(Document extract):
(CNN) -- How will we travel in the future?
Belgian architect, Vincent Callebaut thinks it might be like this -- floating from one place to another in giant eco-airships.
Called "Hydrogenase," the project combines engineering and biology and is inspired by biomimicry -- design inspired by nature's models and systems -- he says.
Clearly not someone lacking in imagination, Callebaut envisages his eco-airship towering 400 meters high, 180 meters wide and powered by a seaweed biofuel.
Eight compartments are housed inside a protective skin made of glazed canvas and carry fuel -- "bio-hydrogen," of course -- and passengers.
But this isn't just a floating theme park -- Callebaut envisions his airship helping with humanitarian missions or scientific studies as well as housing hotels and entertainment.

(Task set):
1. Please answer these questions about the eco-airship article:
(a) What nationality is the architect Vincent Callebaut?
(b) What powers the eco-airship?
(c) What material forms the airship's protective skin?
2. Extend the eco-airship article with a few more sentences that follow on from its final one.

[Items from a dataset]
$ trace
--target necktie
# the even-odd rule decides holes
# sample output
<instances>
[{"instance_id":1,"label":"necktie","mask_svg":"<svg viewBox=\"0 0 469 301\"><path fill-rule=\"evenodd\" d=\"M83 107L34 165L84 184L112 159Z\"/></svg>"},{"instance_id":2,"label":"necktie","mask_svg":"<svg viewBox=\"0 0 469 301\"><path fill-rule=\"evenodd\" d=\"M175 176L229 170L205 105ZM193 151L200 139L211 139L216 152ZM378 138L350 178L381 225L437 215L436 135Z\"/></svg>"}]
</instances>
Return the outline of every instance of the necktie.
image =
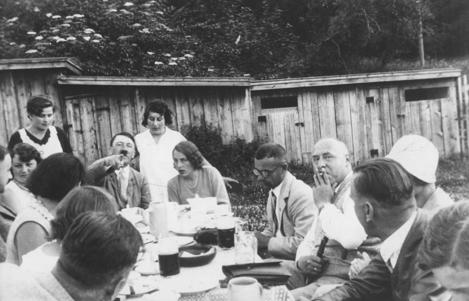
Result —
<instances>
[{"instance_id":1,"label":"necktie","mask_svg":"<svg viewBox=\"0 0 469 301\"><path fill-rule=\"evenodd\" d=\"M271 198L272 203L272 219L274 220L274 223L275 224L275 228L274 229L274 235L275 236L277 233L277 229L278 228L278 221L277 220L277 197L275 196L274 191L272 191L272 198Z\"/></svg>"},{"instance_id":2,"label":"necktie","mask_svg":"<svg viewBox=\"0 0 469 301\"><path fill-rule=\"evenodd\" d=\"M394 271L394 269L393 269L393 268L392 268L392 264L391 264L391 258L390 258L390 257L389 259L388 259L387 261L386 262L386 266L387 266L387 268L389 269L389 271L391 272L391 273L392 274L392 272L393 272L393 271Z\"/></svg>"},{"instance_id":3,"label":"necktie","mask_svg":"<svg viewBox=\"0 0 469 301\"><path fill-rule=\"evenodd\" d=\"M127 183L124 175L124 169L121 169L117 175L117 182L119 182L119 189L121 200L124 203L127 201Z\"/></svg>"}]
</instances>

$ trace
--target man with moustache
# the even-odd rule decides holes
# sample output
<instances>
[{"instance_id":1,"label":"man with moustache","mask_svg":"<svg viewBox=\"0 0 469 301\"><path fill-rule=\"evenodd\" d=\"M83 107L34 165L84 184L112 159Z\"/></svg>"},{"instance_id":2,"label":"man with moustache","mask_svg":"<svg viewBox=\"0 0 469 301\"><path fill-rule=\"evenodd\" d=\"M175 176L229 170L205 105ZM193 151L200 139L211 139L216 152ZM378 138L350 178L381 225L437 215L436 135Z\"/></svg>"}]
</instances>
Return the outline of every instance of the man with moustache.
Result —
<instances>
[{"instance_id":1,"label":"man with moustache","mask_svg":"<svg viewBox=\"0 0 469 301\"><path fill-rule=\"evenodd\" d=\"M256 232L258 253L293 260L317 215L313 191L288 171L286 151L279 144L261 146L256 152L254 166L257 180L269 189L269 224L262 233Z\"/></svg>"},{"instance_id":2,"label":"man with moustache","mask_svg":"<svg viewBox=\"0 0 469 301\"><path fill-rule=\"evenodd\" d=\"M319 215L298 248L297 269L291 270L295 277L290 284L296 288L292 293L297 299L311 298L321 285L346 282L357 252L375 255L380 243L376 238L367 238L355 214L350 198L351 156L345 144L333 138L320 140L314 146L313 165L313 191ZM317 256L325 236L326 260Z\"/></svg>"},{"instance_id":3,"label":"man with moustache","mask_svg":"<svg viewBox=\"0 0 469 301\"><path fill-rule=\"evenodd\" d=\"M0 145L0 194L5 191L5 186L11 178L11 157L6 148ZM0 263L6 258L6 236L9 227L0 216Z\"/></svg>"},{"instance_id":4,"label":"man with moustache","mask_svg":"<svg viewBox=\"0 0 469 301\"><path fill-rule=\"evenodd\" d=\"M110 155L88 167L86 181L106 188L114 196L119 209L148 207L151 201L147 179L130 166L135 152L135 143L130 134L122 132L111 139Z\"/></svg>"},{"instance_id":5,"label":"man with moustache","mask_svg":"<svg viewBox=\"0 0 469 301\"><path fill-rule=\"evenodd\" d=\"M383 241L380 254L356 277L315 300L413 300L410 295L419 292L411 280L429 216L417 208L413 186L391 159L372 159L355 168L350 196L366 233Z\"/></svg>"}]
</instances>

(Expected results):
1.
(a) Belgian
(b) A seaweed biofuel
(c) Glazed canvas

2.
When it's not soaring to an altitude of 6,500 feet and reaching a top speed of 175 kilometers per hour, the airship is docked in a floating organic farm which recycles CO2. As with the airship, the farm is completely powered by renewable energy using solar panels and hydro turbines.
Callebaut's extraordinary plans for what he calls a "biotechnological prototype" are currently on display at the Future Pavilion at Expo 2010 in Shanghai, China.
"Hydrogenase" is the latest in an impressive portfolio of ecologically influenced ideas of how the future might look.
In 2008 he drew up plans for a "floating ecopolis" aimed at saving climate refugees and in 2007 the "perfumed jungle" imagined the construction of a vast jungle on the central waterfront in Hong Kong.